[Image point annotation entries]
━━━━━━

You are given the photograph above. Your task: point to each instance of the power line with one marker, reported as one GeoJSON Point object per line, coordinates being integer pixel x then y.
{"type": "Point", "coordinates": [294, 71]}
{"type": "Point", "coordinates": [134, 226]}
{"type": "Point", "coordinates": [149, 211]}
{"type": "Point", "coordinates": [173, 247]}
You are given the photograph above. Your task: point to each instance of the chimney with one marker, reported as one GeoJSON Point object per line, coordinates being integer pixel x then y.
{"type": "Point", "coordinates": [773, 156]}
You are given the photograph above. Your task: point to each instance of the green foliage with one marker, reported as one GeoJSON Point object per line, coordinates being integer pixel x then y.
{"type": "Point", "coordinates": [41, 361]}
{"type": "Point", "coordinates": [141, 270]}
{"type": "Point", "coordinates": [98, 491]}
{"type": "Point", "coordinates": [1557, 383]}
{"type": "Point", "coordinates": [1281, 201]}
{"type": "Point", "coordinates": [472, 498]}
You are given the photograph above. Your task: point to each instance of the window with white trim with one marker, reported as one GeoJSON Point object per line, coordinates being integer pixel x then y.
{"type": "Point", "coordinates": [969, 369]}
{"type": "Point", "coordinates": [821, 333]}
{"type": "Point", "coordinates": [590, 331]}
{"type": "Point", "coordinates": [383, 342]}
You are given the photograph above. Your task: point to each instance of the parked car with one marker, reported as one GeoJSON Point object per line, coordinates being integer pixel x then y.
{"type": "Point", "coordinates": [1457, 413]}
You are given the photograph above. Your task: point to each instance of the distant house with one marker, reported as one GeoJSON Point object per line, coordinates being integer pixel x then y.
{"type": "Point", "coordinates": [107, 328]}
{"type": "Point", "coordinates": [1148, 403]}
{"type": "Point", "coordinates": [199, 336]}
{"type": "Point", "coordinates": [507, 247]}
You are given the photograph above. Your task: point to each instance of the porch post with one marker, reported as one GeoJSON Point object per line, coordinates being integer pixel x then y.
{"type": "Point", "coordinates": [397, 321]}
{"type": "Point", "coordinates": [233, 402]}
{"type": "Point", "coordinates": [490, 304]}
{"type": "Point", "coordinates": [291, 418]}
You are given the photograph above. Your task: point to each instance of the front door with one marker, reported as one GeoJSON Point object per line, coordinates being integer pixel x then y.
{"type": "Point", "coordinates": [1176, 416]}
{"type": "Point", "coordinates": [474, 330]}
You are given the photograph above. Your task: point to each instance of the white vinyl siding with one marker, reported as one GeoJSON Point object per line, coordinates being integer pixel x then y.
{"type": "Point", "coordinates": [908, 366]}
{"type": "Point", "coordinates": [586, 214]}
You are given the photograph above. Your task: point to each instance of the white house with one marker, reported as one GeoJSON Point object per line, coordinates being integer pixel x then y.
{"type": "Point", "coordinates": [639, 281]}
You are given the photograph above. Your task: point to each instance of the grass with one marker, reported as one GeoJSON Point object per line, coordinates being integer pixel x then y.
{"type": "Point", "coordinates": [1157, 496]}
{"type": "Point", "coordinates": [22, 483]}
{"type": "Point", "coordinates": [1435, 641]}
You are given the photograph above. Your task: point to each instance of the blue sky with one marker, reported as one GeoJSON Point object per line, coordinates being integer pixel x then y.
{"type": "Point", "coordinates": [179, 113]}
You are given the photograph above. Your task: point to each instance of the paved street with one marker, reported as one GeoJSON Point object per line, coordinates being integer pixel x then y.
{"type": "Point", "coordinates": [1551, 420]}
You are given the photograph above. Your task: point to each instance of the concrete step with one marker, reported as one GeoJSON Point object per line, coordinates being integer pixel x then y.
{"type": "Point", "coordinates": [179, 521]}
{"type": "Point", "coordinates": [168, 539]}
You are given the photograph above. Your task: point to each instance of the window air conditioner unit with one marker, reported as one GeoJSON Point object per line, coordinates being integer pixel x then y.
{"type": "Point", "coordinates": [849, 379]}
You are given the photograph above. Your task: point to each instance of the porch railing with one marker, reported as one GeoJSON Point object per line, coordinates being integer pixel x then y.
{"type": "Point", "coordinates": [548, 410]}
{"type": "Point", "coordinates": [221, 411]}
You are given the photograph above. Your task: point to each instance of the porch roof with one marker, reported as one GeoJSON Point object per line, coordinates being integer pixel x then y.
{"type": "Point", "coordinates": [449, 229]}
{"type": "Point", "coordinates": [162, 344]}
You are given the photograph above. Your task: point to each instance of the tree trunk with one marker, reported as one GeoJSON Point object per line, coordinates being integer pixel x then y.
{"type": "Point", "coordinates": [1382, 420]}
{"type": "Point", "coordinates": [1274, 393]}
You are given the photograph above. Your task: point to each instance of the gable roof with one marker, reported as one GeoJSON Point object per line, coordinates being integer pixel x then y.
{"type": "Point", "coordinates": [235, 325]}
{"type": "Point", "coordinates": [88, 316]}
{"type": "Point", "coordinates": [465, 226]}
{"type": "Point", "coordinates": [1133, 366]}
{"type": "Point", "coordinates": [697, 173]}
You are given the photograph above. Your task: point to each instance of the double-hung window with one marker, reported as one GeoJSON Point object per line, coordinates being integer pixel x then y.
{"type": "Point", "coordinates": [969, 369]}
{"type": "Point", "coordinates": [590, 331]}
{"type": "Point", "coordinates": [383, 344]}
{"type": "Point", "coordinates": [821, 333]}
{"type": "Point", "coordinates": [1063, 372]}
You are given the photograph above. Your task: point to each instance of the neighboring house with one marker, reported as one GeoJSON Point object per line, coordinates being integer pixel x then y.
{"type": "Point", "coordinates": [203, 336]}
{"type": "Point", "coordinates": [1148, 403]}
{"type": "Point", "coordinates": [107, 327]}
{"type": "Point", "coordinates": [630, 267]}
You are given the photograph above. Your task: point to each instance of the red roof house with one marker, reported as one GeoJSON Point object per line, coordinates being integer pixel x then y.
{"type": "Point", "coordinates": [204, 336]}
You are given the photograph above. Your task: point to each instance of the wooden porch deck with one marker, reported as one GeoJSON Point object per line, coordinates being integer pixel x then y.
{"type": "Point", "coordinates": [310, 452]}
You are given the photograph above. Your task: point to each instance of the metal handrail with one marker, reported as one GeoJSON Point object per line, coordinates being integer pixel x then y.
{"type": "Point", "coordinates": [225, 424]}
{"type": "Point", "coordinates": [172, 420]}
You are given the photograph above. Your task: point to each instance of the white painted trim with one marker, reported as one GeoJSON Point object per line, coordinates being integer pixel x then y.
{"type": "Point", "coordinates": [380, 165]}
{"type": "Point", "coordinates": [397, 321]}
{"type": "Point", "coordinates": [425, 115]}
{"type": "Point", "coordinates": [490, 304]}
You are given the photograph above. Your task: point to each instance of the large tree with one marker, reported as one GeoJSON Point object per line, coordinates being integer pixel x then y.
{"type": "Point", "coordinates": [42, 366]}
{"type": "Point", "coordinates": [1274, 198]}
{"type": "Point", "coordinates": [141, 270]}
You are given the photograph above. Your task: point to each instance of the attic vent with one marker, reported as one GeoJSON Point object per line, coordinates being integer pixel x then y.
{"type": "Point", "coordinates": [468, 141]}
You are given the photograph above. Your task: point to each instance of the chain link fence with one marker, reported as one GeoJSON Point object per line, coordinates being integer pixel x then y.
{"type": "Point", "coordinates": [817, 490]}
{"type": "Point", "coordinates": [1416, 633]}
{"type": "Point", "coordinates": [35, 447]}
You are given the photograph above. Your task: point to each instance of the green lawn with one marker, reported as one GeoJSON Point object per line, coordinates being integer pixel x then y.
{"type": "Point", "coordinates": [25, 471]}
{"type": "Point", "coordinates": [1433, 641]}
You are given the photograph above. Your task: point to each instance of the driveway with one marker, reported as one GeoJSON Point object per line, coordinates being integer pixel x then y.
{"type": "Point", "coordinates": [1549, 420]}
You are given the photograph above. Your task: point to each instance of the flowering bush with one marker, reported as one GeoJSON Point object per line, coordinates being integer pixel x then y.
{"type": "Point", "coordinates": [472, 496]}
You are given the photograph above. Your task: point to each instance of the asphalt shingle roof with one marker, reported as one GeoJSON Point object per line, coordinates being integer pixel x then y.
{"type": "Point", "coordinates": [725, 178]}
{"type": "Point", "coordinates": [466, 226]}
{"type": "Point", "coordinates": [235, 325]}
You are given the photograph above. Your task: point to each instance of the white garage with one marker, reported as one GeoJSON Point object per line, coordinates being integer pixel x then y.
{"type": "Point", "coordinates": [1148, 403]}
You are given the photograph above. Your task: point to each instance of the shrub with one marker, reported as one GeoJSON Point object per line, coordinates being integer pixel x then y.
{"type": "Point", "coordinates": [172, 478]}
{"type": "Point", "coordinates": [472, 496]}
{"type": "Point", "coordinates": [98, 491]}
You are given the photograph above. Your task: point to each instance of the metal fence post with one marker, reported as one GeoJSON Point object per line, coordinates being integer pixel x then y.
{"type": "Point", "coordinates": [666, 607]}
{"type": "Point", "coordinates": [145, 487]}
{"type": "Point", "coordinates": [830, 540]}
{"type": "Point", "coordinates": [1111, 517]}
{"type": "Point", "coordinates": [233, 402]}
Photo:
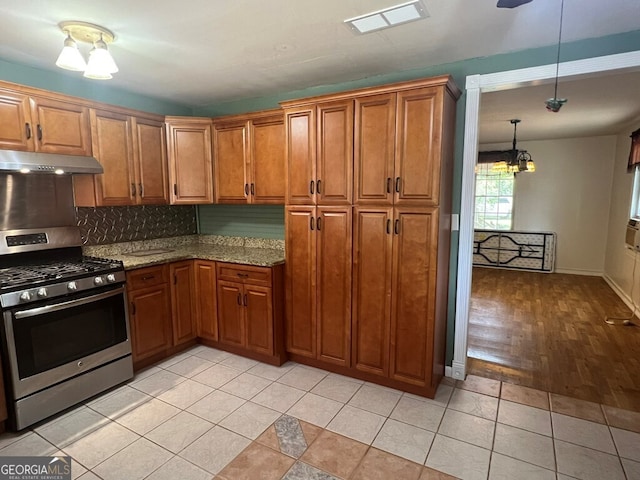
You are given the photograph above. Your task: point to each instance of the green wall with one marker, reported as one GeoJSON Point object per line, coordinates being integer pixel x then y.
{"type": "Point", "coordinates": [268, 221]}
{"type": "Point", "coordinates": [256, 221]}
{"type": "Point", "coordinates": [74, 84]}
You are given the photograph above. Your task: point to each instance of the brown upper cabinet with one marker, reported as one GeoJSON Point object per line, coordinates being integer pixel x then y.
{"type": "Point", "coordinates": [132, 151]}
{"type": "Point", "coordinates": [397, 147]}
{"type": "Point", "coordinates": [249, 161]}
{"type": "Point", "coordinates": [319, 153]}
{"type": "Point", "coordinates": [39, 124]}
{"type": "Point", "coordinates": [190, 160]}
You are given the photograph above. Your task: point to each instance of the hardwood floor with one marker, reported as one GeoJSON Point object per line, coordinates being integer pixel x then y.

━━━━━━

EXERCISE REQUIREMENTS: Take the line containing "of the asphalt" as the first line and the last line of the data above as the final one, and output exactly the lines between them, inclusive, with no pictures.

EXERCISE RESPONSE:
You are given the photograph above. Your task: point to each instance of the asphalt shingle roof with one marker, reported as one GeoJSON Point object per line, coordinates being integer pixel x then y.
{"type": "Point", "coordinates": [725, 178]}
{"type": "Point", "coordinates": [466, 226]}
{"type": "Point", "coordinates": [235, 325]}
You are given the photograph above. Your task: point to each instance of the white garage with one marker, reported as one GeoJSON Point object per line, coordinates being integer pixel x then y.
{"type": "Point", "coordinates": [1148, 403]}
You are given the photograph above. Your task: point to each instance of the shrub with one marker, reported as one GeoJSON Point object per line, coordinates being integer pixel x then y.
{"type": "Point", "coordinates": [172, 478]}
{"type": "Point", "coordinates": [472, 496]}
{"type": "Point", "coordinates": [98, 491]}
You are given the photograph above. Your task: point to each instance of the metal fence post with one marker, reported as one GeoJSON Point object per line, coordinates being integer pixel x then y.
{"type": "Point", "coordinates": [666, 607]}
{"type": "Point", "coordinates": [145, 487]}
{"type": "Point", "coordinates": [830, 540]}
{"type": "Point", "coordinates": [1111, 517]}
{"type": "Point", "coordinates": [233, 402]}
Photo:
You are given the photograph above. Your task: point to each instance of the green wall with one marker, reported as one GeoJSON Point object per line, coordinates being integer pixel x then y.
{"type": "Point", "coordinates": [268, 221]}
{"type": "Point", "coordinates": [256, 221]}
{"type": "Point", "coordinates": [74, 84]}
You are given the photograph above. Your task: point to each instance of the brown upper cabinet with one marker, reported as one GeoJSON Point object per line, coordinates being integer pixel x then y.
{"type": "Point", "coordinates": [132, 151]}
{"type": "Point", "coordinates": [397, 147]}
{"type": "Point", "coordinates": [249, 161]}
{"type": "Point", "coordinates": [319, 153]}
{"type": "Point", "coordinates": [39, 124]}
{"type": "Point", "coordinates": [190, 160]}
You are given the photograph above. Your task: point to each instance of the hardwood floor with one marker, reported as one GeoJSON Point object per line, coordinates being integer pixel x then y.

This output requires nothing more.